**PROVIDED PASSAGE**

------------------------------------

Entries in New models (9)

Friday
Sep082017

In Search of New Models, Part VIII: Advertising

A quick look at older issues of The American Organist magazine will show that we used to live in a simpler time. The magazine wasn’t the ad farm it is today. Although we’re told we have fewer organ students enrolled in higher degrees and fewer places to earn those degrees, somehow we are up to our armpits in organists taking out ads in the journals.

I always created my ads without professional assistance. I would trawl through my photo archives and pick out something that grabs attention in some way. Then I came up with a clever tag line and designed the ad. That’s it! My ads get people’s attention but only for a moment. A new ad, a new tagline, something clever. And just when I felt I was beating my head against the wall of obsolescence, I would hear someone say, “You have the best and most refreshing ads in the magazine. I enjoy looking for them.” That is encouraging of them to say that, but it dawned on me that I had become known as Joby Bell, maker of clever ads, rather than Joby Bell, organist. And so the time came several months ago to discontinue regular advertising in the magazine.

I certainly won’t presume to instruct anyone in the art of staying visible or even staying alive in this profession. My own journey has been one of some luck, more than some perseverance, and a metric ton of money spent on advertising. My continuum in this business began as a prizewinner in the AGO national competition in 2000. From there, I advertised as a performer, and then my alma mater came calling with an interim professorial position, which turned permanent after two years. I’ve been there ever since. Now I’m involved in a multi-disc recording series that will come with its own marketing – marketing that I don’t have to manage. There are a handful of people in the profession who still remember me as one of those finalists in 2000. Most everyone else just thinks I’ve always been around. It gets interesting from there, because the people who think I have always been around also assume that I went to one of the usual suspects of great schools and studied with one of the usual suspects of great teachers. (I did indeed study with one of the great teachers, but he wasn’t one of the “usual suspects” that come to most minds.)

People also know me as a supremely well-organized individual. My work on the committee for the national competition set a new standard, and people noticed. But I became known as Joby Bell the organized, rather than Joby Bell the organist. That required me to take a step back, once again, from regular committee service in the national organization.

I see two models at odds with each other in career self management: 1) the buzzing bees pursuing a certain model of being sensational to be noticed; 2) someone saying, “Just be excellent, and only the people interested in excellence will come your way,” or, “Just work hard, and it will come to you.” The first group has a self-taught work ethic and is probably comprised of the young, the cute, the driven, and often the male. The second group is waiting for a desired thing to happen, a habit for which I have no fondness. At first, I was told to be in the second group. Later on, I was told to be in the first group. Once I had been around both blocks, I fell back into the second group but with a difference. Now I am no longer waiting for something to happen. Now I do what I do just because I like doing it and teaching others how to do it. My corner of the world is still small, but it’s mine and I made it good. The difference lies in discontinuing the investment in what others think about it. I’ll never be invited to perform here or there, and I’ll probably never be invited to join a management roster, and I’ll probably never be invited to join a faculty of usual suspects. But the work ethic that was instilled in me is still high, ironclad and very useful, and I shall continue to practice and play my very best and let anyone who has ears come and hear.

------------------------------------

**SOURCE EXCERPT**
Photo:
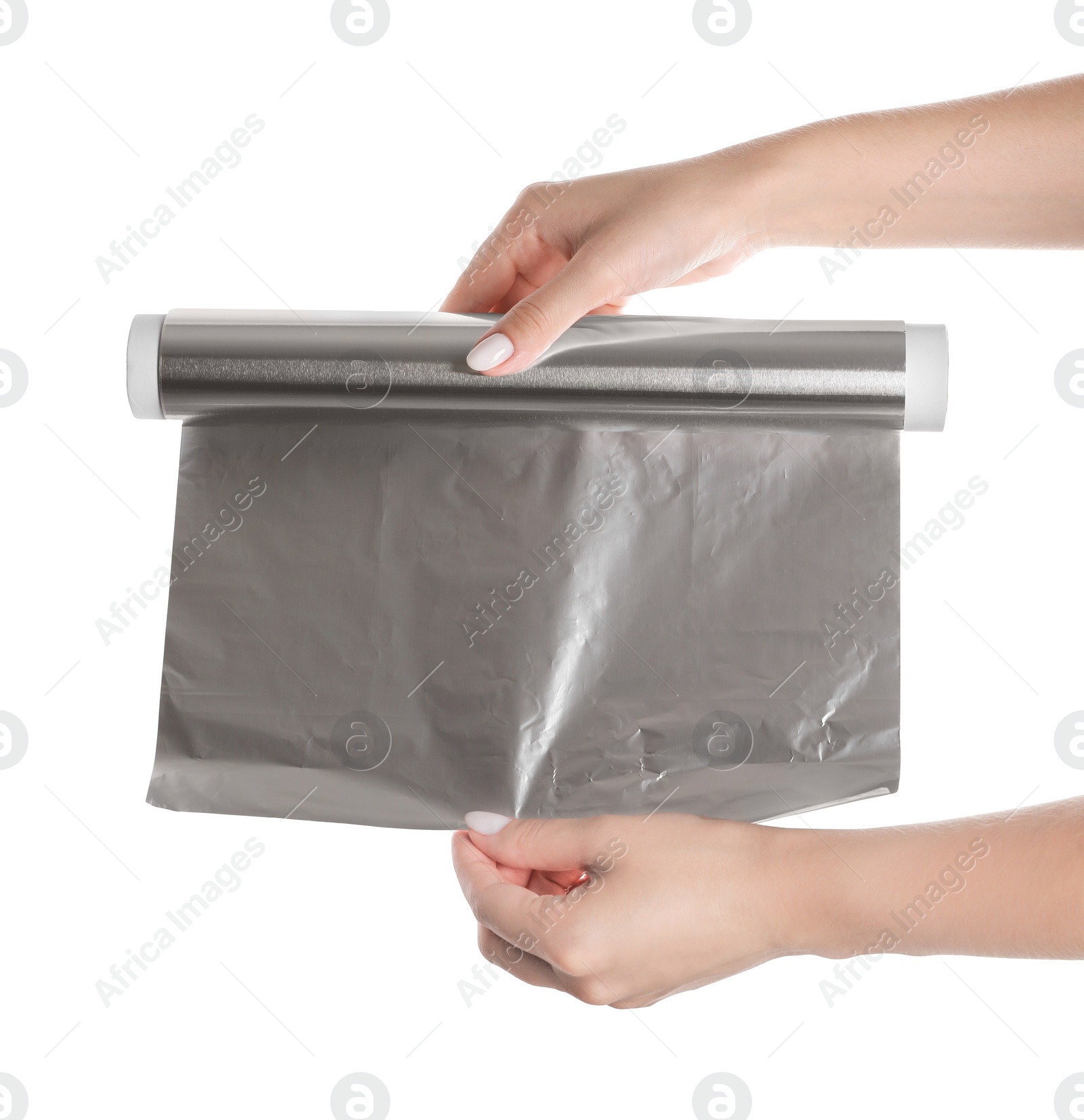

------------------------------------

**WHAT YOU ARE ASKED TO DO**
Pick up the essay on advertising as an organist where it stops and continue it. The material stands apart from the essay on advertising as an organist.

**REPLY**
My teacher Clyde Holloway could sit and wait for business to come to him. It was a different time in the 1960s when he landed just right in the profession with his supreme performing, his national competition win, and his devilishly handsome looks. When he was older, he told me that in his early days it would anger him to no end when he discovered that people invited him to play because he was cute and not because he played well. He did play very well indeed, but he wanted people to take him seriously for his playing and stop cruising him. But when he related this story to me, he added that at his present age (then in his 60s), he’d now take any attention he could get! Good looks cannot be ignored in this profession and are in fact fairly necessary toward success. The young will inherit the earth.

I have chosen to claim a newer model by ignoring the buzzing bee game, pursuing my passions and being excellent in my way. I use my creativity to offer my students something they can't get from anyone else, and then I advertise that. This is about being “seductive” – making people want to hear more of my something different rather than the same things they see all the time. Sure, I just might achieve fame. But at what point should I consider myself famous? The fame can’t be its own goal; only excellence is a worthwhile goal.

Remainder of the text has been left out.